Natural-language object grounding data

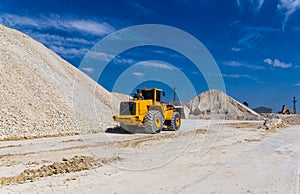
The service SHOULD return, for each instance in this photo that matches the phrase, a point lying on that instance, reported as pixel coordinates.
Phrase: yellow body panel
(142, 107)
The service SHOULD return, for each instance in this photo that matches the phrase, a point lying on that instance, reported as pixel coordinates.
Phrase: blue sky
(254, 42)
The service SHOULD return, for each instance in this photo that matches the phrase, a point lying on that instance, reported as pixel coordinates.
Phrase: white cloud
(235, 49)
(256, 5)
(277, 63)
(239, 64)
(288, 7)
(57, 22)
(237, 76)
(50, 39)
(138, 74)
(69, 52)
(156, 65)
(89, 26)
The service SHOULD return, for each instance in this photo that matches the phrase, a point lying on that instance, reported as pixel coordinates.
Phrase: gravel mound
(42, 94)
(76, 164)
(214, 104)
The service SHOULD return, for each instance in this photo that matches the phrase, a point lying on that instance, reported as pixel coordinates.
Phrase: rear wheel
(175, 121)
(153, 121)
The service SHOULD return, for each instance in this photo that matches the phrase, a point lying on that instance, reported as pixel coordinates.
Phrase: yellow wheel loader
(146, 111)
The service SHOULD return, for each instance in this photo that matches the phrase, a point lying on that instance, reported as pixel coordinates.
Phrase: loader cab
(151, 94)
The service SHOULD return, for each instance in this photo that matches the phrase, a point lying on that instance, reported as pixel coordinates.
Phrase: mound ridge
(38, 90)
(215, 104)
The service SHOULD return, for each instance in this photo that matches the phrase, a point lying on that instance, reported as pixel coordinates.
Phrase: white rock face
(214, 104)
(41, 94)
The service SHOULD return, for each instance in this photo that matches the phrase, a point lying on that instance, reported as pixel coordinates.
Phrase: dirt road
(203, 157)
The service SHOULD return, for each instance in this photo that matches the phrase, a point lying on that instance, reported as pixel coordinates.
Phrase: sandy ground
(203, 157)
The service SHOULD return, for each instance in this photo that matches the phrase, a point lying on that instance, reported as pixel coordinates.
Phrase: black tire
(175, 121)
(153, 122)
(128, 128)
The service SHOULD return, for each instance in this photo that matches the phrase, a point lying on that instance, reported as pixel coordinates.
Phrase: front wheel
(153, 121)
(175, 121)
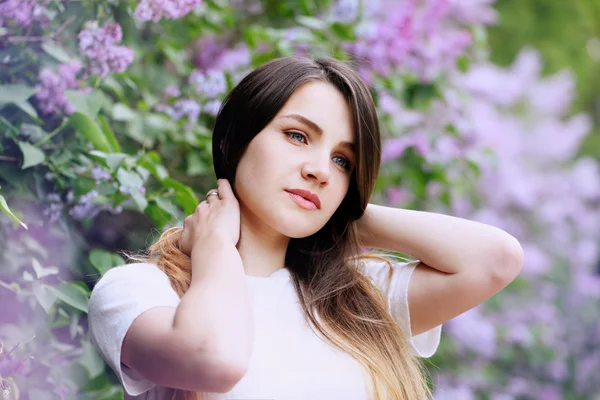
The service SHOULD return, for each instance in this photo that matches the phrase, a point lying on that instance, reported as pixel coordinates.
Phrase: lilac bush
(106, 122)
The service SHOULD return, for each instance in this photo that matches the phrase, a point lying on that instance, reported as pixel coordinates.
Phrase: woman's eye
(345, 163)
(293, 134)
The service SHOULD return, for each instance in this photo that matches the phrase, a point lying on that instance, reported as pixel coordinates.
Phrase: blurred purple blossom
(98, 174)
(99, 45)
(472, 12)
(219, 53)
(51, 87)
(86, 208)
(209, 84)
(172, 91)
(345, 11)
(422, 38)
(155, 10)
(475, 332)
(212, 107)
(23, 12)
(250, 7)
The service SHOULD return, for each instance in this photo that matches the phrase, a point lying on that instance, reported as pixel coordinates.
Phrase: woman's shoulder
(135, 273)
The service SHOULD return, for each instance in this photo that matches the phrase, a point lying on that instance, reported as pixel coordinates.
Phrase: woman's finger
(212, 197)
(225, 191)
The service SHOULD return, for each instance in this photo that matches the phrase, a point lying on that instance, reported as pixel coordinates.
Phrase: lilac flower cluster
(423, 38)
(536, 189)
(209, 84)
(183, 108)
(51, 87)
(216, 59)
(23, 13)
(155, 10)
(218, 53)
(84, 207)
(54, 207)
(99, 45)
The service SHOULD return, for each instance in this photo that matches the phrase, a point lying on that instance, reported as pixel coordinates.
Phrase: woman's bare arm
(205, 343)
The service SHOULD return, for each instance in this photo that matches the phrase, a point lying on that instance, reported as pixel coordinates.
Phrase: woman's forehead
(321, 107)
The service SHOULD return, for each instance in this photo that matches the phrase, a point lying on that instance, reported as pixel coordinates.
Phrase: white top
(289, 361)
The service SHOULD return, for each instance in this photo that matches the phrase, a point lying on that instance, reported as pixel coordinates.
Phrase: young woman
(264, 293)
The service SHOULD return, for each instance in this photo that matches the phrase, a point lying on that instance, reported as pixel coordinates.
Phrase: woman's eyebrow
(312, 125)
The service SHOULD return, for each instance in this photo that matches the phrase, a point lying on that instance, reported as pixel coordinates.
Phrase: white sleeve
(118, 298)
(396, 291)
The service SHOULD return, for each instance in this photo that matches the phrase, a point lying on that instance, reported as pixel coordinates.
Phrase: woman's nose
(318, 168)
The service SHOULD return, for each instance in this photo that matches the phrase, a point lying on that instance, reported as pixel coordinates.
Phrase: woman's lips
(302, 202)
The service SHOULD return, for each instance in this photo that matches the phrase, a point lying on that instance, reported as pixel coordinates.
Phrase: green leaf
(311, 22)
(58, 52)
(90, 130)
(15, 93)
(115, 160)
(122, 112)
(183, 194)
(6, 210)
(166, 205)
(41, 271)
(161, 211)
(109, 134)
(44, 295)
(140, 200)
(104, 260)
(31, 155)
(151, 161)
(71, 294)
(88, 104)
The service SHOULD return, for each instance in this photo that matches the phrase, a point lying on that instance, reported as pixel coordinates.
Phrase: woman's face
(308, 146)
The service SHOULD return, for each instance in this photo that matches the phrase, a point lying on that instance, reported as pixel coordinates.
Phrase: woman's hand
(217, 215)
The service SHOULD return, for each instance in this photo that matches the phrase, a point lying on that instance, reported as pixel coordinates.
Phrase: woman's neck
(262, 249)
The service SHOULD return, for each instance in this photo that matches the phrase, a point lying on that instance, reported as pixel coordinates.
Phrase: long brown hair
(325, 267)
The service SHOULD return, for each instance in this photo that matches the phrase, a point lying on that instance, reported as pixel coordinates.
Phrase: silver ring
(211, 193)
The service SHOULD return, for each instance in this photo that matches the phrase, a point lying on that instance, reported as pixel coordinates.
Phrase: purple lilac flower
(53, 207)
(23, 12)
(172, 91)
(183, 108)
(129, 190)
(212, 107)
(250, 7)
(475, 332)
(155, 10)
(51, 87)
(85, 208)
(99, 45)
(210, 84)
(345, 11)
(462, 392)
(473, 12)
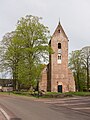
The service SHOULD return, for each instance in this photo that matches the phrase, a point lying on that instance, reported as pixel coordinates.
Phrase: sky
(74, 16)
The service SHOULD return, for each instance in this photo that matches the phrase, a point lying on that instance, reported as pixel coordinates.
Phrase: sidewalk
(2, 117)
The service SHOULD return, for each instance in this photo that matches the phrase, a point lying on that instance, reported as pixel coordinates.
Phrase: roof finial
(59, 21)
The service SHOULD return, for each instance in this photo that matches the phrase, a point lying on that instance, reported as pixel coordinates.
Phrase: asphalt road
(51, 109)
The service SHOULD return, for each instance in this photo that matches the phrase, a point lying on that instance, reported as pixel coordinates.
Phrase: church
(56, 76)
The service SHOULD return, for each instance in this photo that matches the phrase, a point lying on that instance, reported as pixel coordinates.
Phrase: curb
(9, 116)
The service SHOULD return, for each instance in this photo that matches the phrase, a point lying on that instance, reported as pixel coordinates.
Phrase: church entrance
(60, 88)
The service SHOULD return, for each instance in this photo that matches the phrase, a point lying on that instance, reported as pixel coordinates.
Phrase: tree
(11, 54)
(86, 62)
(75, 63)
(25, 49)
(35, 45)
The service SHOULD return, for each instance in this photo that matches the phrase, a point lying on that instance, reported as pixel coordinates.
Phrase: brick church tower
(56, 76)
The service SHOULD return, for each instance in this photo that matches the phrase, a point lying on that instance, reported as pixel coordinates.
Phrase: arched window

#### [WORK TASK]
Your answer should be an exact copy of the entries above, with no images included.

#### [ANSWER BOX]
The service SHOULD return, for each instance in this photo that matches the phrase, a point lying on that instance, reported as pixel coordinates.
Phrase: yellow body panel
(142, 107)
The service SHOULD return, for each instance in this photo that matches the phrase, a point lying on that instance, reported as pixel coordinates.
Phrase: blue sky
(254, 42)
The service SHOULD return, for each instance in this photo that matches the phrase, a point lying on that instance, reported as pixel coordinates.
Phrase: white cloud
(235, 49)
(256, 5)
(277, 63)
(239, 64)
(288, 7)
(57, 22)
(237, 76)
(50, 39)
(138, 74)
(69, 52)
(156, 65)
(89, 26)
The service SHOULD return, for each instance in this photo that matches the phrase, a point lying on that instance, reported as pixel coordinates.
Phrase: gravel mound
(42, 94)
(76, 164)
(214, 104)
The service SHOULD return, for each instance in this photo that matches the phrase, a point lying on that instance, reported as pixel coordinates.
Phrase: rear wheel
(175, 121)
(153, 121)
The service SHOULD return, for each instance in this photo that matches the phrase, a point lying on that instance, reported as pixel coordinates.
Phrase: yellow wheel loader
(146, 111)
The service SHOULD return, for each instance in this photo that matches the phrase, a point lying on that instance, reported as pixel coordinates.
Phrase: loader cab
(151, 94)
The service SHOULD return, for each instance in this photo that matches the phrase, a point lying on that instance, reported as pixel coordinates.
Phrase: mound ridge
(38, 90)
(215, 104)
The service SHOULD return, for each instance in this photo that matches the phrase, a point lying on that instance, reported as pixel coordinates.
Phrase: white rock face
(214, 104)
(41, 94)
The service SHOULD return, for each instance in this photo that matches the phrase, a point lying on that instance, reported as pixel coordinates.
Phrase: dirt road
(203, 157)
The service SHOULD return, for each instance in this photo that matches the phrase, a point lying on that instance, reported as pixel coordinates.
Phrase: sandy ground
(203, 157)
The service SHOULD return, for each instance in this photo that matches the phrase, a point lying on that instance, reported as pixel coordinates.
Phrase: black tire
(175, 121)
(153, 122)
(128, 128)
The service SHOULD return, for each instance in this photo that matches the phrase, a point lying on that instance, reported as pixel coordinates.
Phrase: front wheel
(153, 121)
(175, 121)
The service SHOULD return, for each instance in this photo that matches the phrase, a point lying on that instance, reported as pixel coordinates.
Phrase: lilac bush
(106, 122)
The service SHOULD return, for each instance in this photo that matches the phrase, a point lying on that instance, reported as pixel coordinates.
Phrase: woman's eye
(345, 163)
(293, 134)
The service SHOULD return, for each instance in this photo that matches the phrase, a point lying on that instance, reported as pixel coordinates.
Phrase: blurred purple blossom
(98, 174)
(99, 45)
(472, 12)
(219, 53)
(51, 87)
(86, 208)
(209, 84)
(172, 91)
(345, 11)
(422, 38)
(155, 10)
(475, 332)
(212, 107)
(23, 12)
(250, 7)
The service SHOULD return, for each instance in this photo that matches the phrase, a point lying on that instance, reported as pixel coordinates.
Phrase: woman's shoulder
(135, 273)
The service SHOULD return, for each instance in this photo that matches the phrase, a point lying on that instance, reported as pixel coordinates.
Phrase: woman's finger
(212, 197)
(225, 191)
The service SHOULD return, for each instance in this photo that matches the phrase, a point lying on that instance, reported as pixel coordinates.
Phrase: lilac flower cluster
(423, 38)
(536, 189)
(209, 84)
(183, 108)
(51, 87)
(216, 59)
(23, 13)
(155, 10)
(218, 53)
(84, 207)
(54, 207)
(99, 45)
The service SHOULD return, for each instance in this photo that matches the phrase, a point lying on that instance, reported as pixel coordinates.
Phrase: woman's bare arm
(205, 343)
The service SHOULD return, for each instance in this photo that matches the phrase, a point lying on that instance, reported as pixel coordinates.
Phrase: woman's forehead
(321, 107)
The service SHOULD return, for each instance in this photo that matches the phrase, a point lying on that instance, reported as pixel coordinates.
Phrase: white top
(289, 361)
The service SHOULD return, for each instance in this photo that matches the phrase, a point lying on that instance, reported as pixel coordinates.
Phrase: young woman
(264, 293)
The service SHOULD return, for each instance in this photo that matches the phrase, a point lying on that instance, reported as pixel coordinates.
Phrase: woman's eyebrow
(312, 125)
The service SHOULD return, for each instance in this photo that matches the phrase, a point lying on that instance, reported as pixel coordinates.
Phrase: white sleeve
(118, 298)
(396, 291)
The service SHOULD return, for each instance in this photo that matches the phrase, a point lying on that instance, reported as pixel coordinates.
Phrase: woman's nose
(318, 168)
The service SHOULD return, for each instance in this photo that matches the phrase, a point lying on that instance, reported as pixel coordinates.
Phrase: woman's lips
(302, 202)
The service SHOULD return, for each instance in this photo that matches the phrase, a point lying on that instance, reported as pixel coordinates.
Phrase: green leaf
(311, 22)
(58, 52)
(90, 130)
(15, 93)
(115, 160)
(122, 112)
(183, 194)
(6, 210)
(166, 205)
(41, 271)
(161, 211)
(109, 134)
(44, 295)
(140, 200)
(104, 260)
(31, 155)
(151, 161)
(71, 294)
(88, 104)
The service SHOULD return, for each instance in this photo that matches the phrase, a point lying on that instance, reported as pixel coordinates.
Phrase: woman's face
(308, 146)
The service SHOULD return, for each instance in this photo that matches the phrase, a point lying on that instance, reported as pixel coordinates.
Phrase: woman's hand
(217, 215)
The service SHOULD return, for each instance in this photo that matches the phrase, a point lying on that instance, reported as pixel coordinates.
Phrase: woman's neck
(262, 249)
The service SHOULD return, for each instance in this photo that matches the phrase, a point lying on that instance, reported as pixel coordinates.
Phrase: long brown hair
(325, 267)
The service SHOULD return, for each instance in this photo that matches the phrase, a point lying on that instance, reported as pixel coordinates.
Phrase: silver ring
(211, 193)
The service SHOULD return, for each instance in this photo that matches the phrase, a point lying on that instance, reported as pixel coordinates.
Phrase: purple lilac flower
(53, 207)
(23, 12)
(172, 91)
(183, 108)
(129, 190)
(212, 107)
(250, 7)
(475, 332)
(155, 10)
(51, 87)
(85, 208)
(99, 45)
(210, 84)
(345, 11)
(462, 392)
(473, 12)
The service SHOULD return, for each instance in this photo that matches the phrase, a point lying on that instance, reported as pixel coordinates.
Phrase: sky
(74, 16)
The service SHOULD return, for each instance in this photo that matches the phrase, a point lying on that instance, reported as pixel coordinates.
Phrase: sidewalk
(2, 117)
The service SHOULD return, for each instance in this photo that matches the phrase, a point lying on that instance, reported as pixel coordinates.
Phrase: roof finial
(59, 21)
The service SHOULD return, for each instance in this photo that matches the phrase, a point lying on that instance, reported as pixel coordinates.
Phrase: asphalt road
(51, 109)
The service SHOULD return, for each instance in this photo that matches the phrase, a point lying on that instance, reported as pixel coordinates.
Phrase: church
(56, 76)
The service SHOULD return, for each instance in this photo that matches the phrase, a point lying on that instance, reported as pixel coordinates.
Phrase: curb
(9, 116)
The service SHOULD return, for each instance in this photo that matches the phrase, a point lying on that instance, reported as pixel coordinates.
Phrase: church entrance
(60, 88)
The service SHOULD return, for each instance in this photo that matches the phrase, a point lying on that instance, reported as pixel coordinates.
Phrase: tree
(11, 54)
(86, 62)
(75, 63)
(25, 49)
(35, 45)
The service SHOULD return, for each instance in this photo that matches the phrase, a point lying on that instance, reported as pixel coordinates.
Phrase: brick church tower
(56, 76)
The service SHOULD return, for each instance in this photo that matches the phrase, a point lying on that instance, reported as pixel coordinates.
Phrase: arched window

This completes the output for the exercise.